▶ Tâches à réaliser
**A.** D'après le texte sur le pardon, quel est le titre de l'article précédent auquel il fait suite ?
**B.** Recopiez tout le texte sur le pardon, depuis « Pour enchaîner avec » jusqu'à « peuvent nous conseiller. ».

▶ Texte source
********

Pour enchaîner avec l'article précédent : « Peut-on pardonner au nom des autres ? ». C'est ici que l'écriture hausse le ton, que l'analyse spectrale cède devant la brûlure de la synthèse, promise à quiconque ose saisir ce flambeau.

Ah ! Qu'il serait confortable, arrivé à ce point, qu'une logique certaine, une déesse Raison renaissant de ses cendres et des ruisseaux de sang par elle et pour elle épandus, nous sauve du nouveau dilemme ! Enfin, au moins, qu'elle sauve les Rwandais rescapés ! Car, peut-être – sait-on jamais... – ont-ils de droit de parler avant les autres, dans ce cas. Et même ils pourraient, ils devraient, nous conseiller. Osons l'humour macabre ; ils ont payé le prix fort, ils peuvent nous conseiller.

********

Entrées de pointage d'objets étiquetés
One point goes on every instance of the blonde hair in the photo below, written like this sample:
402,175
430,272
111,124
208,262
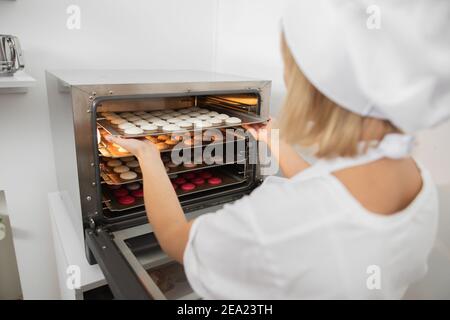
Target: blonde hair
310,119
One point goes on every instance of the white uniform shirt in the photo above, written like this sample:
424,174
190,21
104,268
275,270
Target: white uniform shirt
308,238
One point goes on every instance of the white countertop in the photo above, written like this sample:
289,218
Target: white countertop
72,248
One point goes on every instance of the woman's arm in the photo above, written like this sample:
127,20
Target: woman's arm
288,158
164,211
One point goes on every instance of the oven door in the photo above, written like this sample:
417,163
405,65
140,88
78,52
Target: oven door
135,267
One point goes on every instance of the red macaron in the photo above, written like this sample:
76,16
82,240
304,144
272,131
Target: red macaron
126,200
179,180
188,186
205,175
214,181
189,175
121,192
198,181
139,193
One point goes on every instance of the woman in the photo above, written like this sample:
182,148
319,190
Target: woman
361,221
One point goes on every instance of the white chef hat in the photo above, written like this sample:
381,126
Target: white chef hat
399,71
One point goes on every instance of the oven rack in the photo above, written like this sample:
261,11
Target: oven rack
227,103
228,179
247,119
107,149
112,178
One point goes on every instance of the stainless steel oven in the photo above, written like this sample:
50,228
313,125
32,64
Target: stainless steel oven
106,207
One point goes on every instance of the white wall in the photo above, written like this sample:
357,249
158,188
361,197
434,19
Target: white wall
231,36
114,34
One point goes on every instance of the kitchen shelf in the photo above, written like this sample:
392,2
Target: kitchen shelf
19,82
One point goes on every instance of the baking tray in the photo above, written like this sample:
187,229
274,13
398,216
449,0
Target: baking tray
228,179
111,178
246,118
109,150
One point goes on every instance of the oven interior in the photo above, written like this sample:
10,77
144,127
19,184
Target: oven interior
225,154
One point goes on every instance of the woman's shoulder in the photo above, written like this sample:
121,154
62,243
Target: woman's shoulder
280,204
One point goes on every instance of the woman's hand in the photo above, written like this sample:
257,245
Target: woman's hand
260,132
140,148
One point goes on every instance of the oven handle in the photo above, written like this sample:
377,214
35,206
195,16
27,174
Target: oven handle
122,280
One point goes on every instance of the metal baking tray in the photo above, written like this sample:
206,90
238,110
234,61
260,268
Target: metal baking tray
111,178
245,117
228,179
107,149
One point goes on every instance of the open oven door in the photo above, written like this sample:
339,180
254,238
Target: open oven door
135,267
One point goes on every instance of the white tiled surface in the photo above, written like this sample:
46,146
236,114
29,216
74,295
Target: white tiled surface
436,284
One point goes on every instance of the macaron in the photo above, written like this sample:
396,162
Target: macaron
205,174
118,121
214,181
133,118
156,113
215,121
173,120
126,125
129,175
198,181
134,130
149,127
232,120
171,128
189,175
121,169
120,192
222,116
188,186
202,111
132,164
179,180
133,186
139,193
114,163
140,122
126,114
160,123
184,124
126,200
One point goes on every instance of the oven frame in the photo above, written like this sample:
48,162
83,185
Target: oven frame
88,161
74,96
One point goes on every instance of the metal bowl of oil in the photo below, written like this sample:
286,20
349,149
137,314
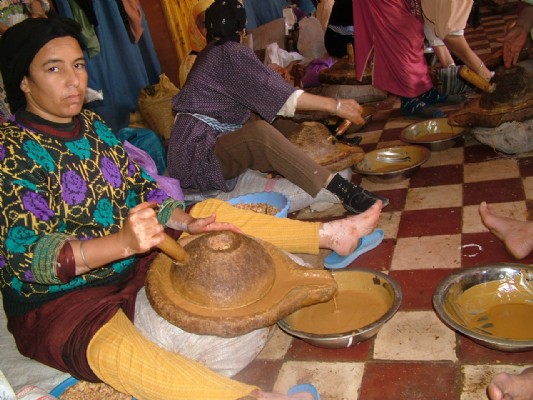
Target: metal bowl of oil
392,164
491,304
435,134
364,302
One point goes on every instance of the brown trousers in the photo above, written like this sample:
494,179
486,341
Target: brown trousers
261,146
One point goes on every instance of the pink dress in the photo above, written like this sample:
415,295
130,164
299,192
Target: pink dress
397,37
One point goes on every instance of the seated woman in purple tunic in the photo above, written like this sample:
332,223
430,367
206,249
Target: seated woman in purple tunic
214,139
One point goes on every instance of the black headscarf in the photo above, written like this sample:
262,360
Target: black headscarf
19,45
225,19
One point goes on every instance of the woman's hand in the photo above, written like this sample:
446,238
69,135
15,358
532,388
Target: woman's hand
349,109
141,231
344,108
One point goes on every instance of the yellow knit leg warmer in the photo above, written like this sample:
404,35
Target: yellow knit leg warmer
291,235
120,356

********

▶ Solutions par tâche
**A.** « Peut-on pardonner au nom des autres ? »

**B.**
Pour enchaîner avec l'article précédent : « Peut-on pardonner au nom des autres ? ». C'est ici que l'écriture hausse le ton, que l'analyse spectrale cède devant la brûlure de la synthèse, promise à quiconque ose saisir ce flambeau.

Ah ! Qu'il serait confortable, arrivé à ce point, qu'une logique certaine, une déesse Raison renaissant de ses cendres et des ruisseaux de sang par elle et pour elle épandus, nous sauve du nouveau dilemme ! Enfin, au moins, qu'elle sauve les Rwandais rescapés ! Car, peut-être – sait-on jamais... – ont-ils de droit de parler avant les autres, dans ce cas. Et même ils pourraient, ils devraient, nous conseiller. Osons l'humour macabre ; ils ont payé le prix fort, ils peuvent nous conseiller.